__Problem to work on__.
What is needed is each line of the data below that holds the string "approximate".

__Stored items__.
[Start of Attachment]

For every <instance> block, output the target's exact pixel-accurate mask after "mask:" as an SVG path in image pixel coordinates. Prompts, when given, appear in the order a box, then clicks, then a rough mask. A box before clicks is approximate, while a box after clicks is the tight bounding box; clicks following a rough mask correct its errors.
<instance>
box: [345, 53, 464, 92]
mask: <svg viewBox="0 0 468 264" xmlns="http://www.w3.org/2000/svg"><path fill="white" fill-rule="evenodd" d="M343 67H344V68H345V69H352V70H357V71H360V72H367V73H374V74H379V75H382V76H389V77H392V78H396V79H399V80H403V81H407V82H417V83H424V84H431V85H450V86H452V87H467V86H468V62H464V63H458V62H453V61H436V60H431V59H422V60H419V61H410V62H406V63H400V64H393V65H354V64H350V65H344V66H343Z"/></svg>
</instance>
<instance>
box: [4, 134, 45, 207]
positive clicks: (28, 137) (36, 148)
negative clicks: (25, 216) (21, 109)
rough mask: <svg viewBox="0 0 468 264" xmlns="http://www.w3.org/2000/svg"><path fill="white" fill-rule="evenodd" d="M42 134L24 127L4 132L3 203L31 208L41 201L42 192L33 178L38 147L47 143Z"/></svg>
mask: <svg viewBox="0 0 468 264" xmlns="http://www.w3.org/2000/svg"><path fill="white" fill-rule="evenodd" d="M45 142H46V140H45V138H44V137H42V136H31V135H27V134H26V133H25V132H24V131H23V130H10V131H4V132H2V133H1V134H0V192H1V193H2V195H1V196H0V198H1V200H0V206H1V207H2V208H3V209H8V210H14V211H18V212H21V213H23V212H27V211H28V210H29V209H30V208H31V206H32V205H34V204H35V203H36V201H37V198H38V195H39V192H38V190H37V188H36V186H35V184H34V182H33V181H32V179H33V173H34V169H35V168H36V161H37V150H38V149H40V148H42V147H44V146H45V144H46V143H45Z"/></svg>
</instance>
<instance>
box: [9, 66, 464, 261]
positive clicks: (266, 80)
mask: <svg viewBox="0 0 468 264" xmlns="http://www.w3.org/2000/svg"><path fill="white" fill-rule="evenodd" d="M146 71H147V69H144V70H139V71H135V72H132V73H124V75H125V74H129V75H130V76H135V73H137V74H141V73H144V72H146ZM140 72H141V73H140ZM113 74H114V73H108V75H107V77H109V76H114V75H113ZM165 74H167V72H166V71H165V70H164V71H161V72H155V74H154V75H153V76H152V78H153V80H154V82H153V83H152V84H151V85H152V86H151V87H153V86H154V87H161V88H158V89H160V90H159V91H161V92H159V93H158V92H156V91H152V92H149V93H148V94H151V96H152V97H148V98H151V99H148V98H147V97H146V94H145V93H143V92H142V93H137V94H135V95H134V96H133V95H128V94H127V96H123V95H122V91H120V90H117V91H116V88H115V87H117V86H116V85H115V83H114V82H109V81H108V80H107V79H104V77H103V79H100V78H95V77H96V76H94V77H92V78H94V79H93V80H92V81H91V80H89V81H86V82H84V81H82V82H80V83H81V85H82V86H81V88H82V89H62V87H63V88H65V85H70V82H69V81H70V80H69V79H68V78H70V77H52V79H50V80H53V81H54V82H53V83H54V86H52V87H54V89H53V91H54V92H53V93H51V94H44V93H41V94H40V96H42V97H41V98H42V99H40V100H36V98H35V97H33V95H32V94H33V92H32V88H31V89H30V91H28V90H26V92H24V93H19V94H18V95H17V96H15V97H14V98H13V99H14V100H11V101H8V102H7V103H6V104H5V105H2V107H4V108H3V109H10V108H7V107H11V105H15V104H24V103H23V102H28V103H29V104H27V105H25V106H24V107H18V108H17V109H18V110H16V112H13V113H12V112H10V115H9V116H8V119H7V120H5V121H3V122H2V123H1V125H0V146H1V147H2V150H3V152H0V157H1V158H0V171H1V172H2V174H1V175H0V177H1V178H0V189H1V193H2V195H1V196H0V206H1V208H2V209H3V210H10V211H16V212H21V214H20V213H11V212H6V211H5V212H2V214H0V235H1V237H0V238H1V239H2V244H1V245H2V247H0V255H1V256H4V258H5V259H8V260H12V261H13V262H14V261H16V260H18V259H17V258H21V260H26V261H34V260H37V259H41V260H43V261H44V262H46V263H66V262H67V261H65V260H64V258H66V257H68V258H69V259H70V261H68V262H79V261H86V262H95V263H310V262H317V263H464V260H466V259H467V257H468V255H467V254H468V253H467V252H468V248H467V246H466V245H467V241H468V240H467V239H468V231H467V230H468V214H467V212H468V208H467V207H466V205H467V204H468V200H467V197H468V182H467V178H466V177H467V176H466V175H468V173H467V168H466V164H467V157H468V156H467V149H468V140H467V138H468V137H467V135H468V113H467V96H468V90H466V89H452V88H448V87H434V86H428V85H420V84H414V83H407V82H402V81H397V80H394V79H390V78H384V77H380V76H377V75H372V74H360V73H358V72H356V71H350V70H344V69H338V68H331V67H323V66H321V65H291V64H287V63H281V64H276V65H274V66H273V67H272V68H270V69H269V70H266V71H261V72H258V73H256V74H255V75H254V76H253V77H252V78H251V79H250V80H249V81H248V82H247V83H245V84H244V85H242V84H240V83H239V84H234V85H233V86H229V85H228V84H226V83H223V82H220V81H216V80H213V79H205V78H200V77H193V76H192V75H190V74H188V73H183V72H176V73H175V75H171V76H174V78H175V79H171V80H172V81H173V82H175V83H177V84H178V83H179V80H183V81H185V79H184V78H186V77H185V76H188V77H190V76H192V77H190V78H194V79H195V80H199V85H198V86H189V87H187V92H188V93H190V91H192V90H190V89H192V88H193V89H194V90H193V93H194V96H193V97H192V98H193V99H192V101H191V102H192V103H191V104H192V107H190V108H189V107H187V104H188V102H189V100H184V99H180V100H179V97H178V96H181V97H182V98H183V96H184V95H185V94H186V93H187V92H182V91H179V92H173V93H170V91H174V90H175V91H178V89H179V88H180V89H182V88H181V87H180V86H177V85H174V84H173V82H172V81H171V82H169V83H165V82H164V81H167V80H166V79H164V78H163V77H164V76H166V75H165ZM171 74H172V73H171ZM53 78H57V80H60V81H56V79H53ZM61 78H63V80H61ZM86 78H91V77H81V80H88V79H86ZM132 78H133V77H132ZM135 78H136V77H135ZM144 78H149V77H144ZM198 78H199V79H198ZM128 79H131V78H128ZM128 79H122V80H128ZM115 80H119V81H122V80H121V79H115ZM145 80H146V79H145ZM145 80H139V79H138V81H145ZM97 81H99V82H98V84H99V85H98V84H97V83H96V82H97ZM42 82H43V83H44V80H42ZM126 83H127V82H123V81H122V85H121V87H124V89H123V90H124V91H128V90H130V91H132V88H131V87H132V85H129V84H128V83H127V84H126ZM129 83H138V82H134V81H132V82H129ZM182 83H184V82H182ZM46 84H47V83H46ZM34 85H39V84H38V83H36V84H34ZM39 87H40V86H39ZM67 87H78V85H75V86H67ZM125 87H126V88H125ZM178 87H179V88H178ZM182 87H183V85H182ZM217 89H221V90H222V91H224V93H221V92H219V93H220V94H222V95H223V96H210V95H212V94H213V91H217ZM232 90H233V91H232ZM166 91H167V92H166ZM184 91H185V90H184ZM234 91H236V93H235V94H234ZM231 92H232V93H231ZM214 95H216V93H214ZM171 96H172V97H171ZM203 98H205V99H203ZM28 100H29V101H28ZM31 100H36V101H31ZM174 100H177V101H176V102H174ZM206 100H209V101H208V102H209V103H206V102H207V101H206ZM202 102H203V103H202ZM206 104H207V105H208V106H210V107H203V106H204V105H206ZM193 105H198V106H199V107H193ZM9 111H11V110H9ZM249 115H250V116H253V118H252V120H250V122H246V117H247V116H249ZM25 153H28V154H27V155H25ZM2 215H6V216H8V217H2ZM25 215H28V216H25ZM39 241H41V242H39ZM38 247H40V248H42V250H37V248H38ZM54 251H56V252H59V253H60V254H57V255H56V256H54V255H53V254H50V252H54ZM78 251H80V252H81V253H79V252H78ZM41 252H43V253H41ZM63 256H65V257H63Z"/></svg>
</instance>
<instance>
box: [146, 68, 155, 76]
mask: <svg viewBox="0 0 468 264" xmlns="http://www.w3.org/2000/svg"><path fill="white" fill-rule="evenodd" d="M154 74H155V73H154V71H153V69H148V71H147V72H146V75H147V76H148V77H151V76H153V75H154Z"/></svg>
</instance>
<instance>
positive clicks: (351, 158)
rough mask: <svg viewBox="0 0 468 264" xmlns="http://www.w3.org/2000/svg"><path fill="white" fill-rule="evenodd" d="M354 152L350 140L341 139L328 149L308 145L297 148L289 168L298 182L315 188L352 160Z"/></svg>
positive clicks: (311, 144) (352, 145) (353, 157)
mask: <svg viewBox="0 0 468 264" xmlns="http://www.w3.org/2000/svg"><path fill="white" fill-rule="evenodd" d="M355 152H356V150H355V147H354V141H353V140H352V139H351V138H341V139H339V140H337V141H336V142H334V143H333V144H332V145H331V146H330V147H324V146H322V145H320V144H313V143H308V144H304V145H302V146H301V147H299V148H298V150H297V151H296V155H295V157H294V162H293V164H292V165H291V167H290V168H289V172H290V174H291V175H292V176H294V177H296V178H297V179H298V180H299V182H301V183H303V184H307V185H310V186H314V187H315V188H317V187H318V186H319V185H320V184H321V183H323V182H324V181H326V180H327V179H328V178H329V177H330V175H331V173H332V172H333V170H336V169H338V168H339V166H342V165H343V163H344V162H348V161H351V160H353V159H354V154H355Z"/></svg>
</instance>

[End of Attachment]
[Start of Attachment]

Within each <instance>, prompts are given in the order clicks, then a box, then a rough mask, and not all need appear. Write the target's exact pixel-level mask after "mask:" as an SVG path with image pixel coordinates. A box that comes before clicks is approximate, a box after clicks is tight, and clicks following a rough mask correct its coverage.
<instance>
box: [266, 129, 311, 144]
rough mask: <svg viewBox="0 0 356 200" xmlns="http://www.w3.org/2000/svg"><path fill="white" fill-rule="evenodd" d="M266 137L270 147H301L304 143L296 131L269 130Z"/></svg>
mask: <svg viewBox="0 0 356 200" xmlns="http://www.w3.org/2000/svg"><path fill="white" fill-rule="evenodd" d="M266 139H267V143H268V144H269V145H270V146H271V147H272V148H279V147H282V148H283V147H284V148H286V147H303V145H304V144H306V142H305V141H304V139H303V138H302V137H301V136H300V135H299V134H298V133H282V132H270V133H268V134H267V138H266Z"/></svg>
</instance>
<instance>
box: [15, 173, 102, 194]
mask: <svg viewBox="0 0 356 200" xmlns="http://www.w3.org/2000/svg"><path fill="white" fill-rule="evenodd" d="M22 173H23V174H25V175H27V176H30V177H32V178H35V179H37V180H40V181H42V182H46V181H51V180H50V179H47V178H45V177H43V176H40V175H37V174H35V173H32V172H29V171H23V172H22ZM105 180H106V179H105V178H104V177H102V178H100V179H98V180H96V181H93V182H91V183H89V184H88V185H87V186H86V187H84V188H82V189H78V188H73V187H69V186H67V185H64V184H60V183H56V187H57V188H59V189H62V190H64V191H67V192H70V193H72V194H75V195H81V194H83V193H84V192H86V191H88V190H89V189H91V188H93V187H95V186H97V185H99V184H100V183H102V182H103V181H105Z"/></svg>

[End of Attachment]

__Your solution__.
For every <instance> block, output the target's exact pixel-accurate mask after "mask:" as an SVG path in image pixel coordinates. Prompts, when given, appear in the order a box, then clicks, then a rough mask. A box before clicks is approximate, while a box after clicks is the tight bounding box; clicks following a rough mask correct its errors.
Within each <instance>, prompts are given in the order clicks, then a box, then a rough mask, and not all need appear. Write the target's exact pixel-level mask after "mask:" as an SVG path with image pixel coordinates. A box that comes before clicks is approximate, a box after clicks is tight, and clicks following a rough mask correct its coverage.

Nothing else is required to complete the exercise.